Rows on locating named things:
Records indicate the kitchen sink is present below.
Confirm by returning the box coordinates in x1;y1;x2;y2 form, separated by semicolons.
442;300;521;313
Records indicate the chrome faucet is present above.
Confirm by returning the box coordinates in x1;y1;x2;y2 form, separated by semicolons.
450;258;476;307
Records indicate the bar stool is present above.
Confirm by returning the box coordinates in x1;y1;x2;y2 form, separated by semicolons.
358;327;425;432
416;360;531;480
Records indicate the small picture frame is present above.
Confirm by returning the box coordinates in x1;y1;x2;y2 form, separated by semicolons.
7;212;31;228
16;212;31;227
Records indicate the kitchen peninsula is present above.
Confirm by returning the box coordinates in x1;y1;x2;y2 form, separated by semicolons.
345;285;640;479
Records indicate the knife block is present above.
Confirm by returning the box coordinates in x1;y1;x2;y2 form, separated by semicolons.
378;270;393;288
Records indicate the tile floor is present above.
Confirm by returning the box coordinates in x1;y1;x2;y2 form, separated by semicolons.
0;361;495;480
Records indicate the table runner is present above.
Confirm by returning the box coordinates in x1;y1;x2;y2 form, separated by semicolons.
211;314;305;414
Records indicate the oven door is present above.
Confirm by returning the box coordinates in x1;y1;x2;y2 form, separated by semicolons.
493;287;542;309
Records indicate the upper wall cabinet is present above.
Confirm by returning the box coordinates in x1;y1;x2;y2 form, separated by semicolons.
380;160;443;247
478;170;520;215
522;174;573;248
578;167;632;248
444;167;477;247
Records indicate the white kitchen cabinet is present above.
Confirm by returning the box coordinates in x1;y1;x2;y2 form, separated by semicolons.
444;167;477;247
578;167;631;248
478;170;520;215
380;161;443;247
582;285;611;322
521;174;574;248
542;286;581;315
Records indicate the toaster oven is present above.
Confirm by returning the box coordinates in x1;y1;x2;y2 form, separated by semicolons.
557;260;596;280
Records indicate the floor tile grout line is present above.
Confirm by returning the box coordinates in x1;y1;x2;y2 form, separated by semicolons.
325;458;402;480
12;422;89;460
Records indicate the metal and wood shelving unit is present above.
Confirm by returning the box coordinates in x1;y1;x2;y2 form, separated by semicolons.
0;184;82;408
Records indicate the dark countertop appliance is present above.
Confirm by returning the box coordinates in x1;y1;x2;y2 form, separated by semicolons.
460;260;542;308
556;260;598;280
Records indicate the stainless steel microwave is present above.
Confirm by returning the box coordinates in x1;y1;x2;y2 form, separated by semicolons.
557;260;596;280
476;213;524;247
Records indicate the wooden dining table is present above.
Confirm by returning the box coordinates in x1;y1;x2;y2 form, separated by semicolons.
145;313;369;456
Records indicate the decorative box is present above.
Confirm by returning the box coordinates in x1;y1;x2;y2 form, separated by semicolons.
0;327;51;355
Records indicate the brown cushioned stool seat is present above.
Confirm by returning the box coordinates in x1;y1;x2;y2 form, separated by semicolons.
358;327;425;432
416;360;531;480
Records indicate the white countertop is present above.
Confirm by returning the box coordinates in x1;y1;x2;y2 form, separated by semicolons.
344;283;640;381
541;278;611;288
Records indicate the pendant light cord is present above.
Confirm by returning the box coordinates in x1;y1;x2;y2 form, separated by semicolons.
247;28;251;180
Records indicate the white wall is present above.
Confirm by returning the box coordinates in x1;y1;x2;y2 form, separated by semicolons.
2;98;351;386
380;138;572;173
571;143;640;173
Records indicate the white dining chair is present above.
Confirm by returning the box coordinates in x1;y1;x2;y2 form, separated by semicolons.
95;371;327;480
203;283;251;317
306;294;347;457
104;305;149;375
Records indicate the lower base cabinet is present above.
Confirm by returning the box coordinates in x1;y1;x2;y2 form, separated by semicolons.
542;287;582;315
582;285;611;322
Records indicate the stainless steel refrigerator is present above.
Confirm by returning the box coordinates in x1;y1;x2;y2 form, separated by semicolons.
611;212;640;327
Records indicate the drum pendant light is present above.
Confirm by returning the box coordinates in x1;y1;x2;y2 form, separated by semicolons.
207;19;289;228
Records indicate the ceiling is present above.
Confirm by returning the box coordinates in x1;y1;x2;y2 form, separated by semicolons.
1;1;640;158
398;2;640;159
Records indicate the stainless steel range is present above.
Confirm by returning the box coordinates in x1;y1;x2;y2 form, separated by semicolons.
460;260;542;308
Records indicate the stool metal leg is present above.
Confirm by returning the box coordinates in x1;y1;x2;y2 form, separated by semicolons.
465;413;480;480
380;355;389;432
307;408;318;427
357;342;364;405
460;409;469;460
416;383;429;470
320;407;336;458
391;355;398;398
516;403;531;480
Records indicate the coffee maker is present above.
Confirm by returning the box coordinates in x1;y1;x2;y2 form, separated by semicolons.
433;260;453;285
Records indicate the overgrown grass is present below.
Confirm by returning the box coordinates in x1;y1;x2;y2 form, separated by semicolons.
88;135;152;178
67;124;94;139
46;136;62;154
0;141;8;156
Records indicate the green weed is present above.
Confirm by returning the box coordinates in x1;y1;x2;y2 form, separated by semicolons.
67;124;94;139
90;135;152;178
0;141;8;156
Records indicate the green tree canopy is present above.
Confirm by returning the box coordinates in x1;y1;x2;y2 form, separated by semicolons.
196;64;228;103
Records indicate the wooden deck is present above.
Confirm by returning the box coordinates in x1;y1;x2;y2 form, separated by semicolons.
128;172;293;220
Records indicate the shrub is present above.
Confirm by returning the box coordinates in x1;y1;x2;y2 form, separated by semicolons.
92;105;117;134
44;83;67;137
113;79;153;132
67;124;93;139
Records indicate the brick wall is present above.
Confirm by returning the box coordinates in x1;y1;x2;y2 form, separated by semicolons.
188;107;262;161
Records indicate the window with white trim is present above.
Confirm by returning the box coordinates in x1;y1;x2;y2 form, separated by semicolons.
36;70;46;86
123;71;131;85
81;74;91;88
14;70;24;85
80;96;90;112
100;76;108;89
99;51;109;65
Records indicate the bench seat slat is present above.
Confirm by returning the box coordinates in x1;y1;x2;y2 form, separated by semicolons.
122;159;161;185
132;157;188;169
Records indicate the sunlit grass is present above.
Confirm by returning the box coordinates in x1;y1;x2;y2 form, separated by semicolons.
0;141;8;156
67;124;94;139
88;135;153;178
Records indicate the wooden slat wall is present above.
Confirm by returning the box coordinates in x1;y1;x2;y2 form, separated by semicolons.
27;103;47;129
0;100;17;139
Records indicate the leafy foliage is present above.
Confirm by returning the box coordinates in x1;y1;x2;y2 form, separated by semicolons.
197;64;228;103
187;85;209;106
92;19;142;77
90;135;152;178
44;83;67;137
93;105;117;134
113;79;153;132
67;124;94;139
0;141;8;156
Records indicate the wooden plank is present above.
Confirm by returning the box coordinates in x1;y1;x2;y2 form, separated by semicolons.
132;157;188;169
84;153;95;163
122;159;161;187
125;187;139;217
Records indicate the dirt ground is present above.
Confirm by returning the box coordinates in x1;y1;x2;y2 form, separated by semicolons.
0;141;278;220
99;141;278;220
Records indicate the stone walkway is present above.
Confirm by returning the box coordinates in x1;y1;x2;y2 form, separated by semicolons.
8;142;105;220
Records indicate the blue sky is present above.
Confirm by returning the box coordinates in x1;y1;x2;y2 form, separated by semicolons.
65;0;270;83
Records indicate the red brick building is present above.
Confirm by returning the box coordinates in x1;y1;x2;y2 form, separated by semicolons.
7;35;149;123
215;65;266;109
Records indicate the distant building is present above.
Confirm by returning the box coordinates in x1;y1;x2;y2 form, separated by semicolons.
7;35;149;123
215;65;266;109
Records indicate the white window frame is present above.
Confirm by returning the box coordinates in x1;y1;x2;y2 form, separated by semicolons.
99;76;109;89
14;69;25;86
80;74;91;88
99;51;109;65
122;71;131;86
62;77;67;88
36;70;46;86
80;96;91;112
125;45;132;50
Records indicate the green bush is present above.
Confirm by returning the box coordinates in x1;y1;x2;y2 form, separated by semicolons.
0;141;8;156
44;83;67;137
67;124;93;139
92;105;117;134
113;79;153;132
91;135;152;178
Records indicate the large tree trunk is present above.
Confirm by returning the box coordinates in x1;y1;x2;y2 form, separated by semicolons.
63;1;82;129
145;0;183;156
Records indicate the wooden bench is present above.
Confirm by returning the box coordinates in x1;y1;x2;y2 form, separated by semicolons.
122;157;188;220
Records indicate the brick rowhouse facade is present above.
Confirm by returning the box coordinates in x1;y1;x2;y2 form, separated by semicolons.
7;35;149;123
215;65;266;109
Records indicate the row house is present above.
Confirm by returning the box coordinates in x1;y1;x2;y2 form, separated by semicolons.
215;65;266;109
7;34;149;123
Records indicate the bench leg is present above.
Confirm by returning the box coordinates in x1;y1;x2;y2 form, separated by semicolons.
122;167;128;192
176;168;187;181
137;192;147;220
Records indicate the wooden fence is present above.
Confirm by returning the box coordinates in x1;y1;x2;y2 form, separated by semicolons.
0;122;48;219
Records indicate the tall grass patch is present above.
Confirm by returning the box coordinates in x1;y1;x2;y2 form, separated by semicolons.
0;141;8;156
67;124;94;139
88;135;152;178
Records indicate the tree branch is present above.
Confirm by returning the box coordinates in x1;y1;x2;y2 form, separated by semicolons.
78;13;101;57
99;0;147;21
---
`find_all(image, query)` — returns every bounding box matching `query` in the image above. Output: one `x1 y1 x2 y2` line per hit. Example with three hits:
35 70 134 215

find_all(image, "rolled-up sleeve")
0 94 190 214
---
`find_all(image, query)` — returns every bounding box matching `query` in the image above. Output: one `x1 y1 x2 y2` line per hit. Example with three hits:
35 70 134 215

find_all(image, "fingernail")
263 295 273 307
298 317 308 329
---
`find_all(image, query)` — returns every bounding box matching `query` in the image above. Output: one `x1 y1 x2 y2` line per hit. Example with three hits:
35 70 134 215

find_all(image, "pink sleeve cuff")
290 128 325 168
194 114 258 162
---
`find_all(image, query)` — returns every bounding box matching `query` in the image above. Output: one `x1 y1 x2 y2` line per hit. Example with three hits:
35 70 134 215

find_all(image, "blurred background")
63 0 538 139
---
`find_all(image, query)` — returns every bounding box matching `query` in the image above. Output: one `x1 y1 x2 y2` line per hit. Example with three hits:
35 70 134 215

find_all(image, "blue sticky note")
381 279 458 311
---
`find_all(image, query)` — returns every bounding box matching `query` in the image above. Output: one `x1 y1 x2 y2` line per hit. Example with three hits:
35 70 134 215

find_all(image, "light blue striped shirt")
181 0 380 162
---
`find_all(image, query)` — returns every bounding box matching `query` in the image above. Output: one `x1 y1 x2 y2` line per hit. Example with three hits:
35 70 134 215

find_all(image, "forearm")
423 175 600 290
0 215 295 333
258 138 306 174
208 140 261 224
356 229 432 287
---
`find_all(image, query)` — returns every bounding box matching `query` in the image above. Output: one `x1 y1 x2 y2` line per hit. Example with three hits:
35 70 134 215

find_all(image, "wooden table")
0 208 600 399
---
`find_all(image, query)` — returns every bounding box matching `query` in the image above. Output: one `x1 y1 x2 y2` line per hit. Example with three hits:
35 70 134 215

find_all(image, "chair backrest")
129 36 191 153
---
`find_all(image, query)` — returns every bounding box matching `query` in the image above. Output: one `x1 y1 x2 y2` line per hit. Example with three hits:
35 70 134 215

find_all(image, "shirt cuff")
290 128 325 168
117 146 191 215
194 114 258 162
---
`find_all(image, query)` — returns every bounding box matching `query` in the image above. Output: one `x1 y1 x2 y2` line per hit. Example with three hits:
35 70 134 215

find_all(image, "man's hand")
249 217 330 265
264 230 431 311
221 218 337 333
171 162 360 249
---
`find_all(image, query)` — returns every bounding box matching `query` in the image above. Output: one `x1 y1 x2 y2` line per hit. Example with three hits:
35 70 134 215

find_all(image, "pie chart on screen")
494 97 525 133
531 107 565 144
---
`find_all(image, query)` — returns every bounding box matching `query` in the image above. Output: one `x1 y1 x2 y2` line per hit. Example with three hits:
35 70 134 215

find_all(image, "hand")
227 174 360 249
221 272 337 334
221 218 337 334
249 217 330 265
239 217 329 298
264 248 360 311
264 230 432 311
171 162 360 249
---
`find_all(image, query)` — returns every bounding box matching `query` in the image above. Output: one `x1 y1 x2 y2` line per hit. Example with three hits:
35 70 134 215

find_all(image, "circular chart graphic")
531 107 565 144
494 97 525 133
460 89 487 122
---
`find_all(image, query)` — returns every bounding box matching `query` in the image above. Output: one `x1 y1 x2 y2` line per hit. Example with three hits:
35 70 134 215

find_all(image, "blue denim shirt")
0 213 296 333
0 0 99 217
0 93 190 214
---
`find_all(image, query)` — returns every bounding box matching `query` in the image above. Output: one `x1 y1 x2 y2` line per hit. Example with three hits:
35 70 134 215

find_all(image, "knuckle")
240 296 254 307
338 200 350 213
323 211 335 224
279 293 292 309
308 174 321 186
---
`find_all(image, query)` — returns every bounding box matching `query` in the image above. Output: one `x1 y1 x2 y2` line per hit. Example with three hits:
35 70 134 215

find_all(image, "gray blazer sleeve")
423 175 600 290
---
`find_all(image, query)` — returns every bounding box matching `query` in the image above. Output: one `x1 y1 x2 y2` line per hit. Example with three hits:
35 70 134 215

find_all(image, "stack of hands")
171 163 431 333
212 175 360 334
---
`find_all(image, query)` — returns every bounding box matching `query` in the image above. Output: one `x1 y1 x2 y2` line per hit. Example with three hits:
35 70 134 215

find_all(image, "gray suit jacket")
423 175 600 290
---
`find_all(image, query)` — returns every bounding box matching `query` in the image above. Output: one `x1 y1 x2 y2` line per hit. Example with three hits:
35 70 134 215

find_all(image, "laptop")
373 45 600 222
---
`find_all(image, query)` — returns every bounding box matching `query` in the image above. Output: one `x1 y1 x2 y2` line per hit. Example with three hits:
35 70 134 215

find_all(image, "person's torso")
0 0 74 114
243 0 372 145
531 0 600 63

Exercise description: Could you reproduce, word for word, the lines above from the one containing "Records indicate the floor" through the one containing "556;260;598;280", both included?

Answer to this exercise:
Records indicate the floor tile grout line is present above.
Confirm by returning the box coordinates in x1;y1;x2;y2 form, separated by semicolons.
325;458;402;480
12;422;89;460
Records indicate the metal and wood shelving unit is present above.
Confirm by returning the box coordinates in x1;y1;x2;y2 form, separated by semicolons.
0;184;82;408
Records indicate the dark countertop appliance is present above.
Confirm by returning the box coordinates in x1;y1;x2;y2 form, separated by semicolons.
460;260;542;308
556;260;598;280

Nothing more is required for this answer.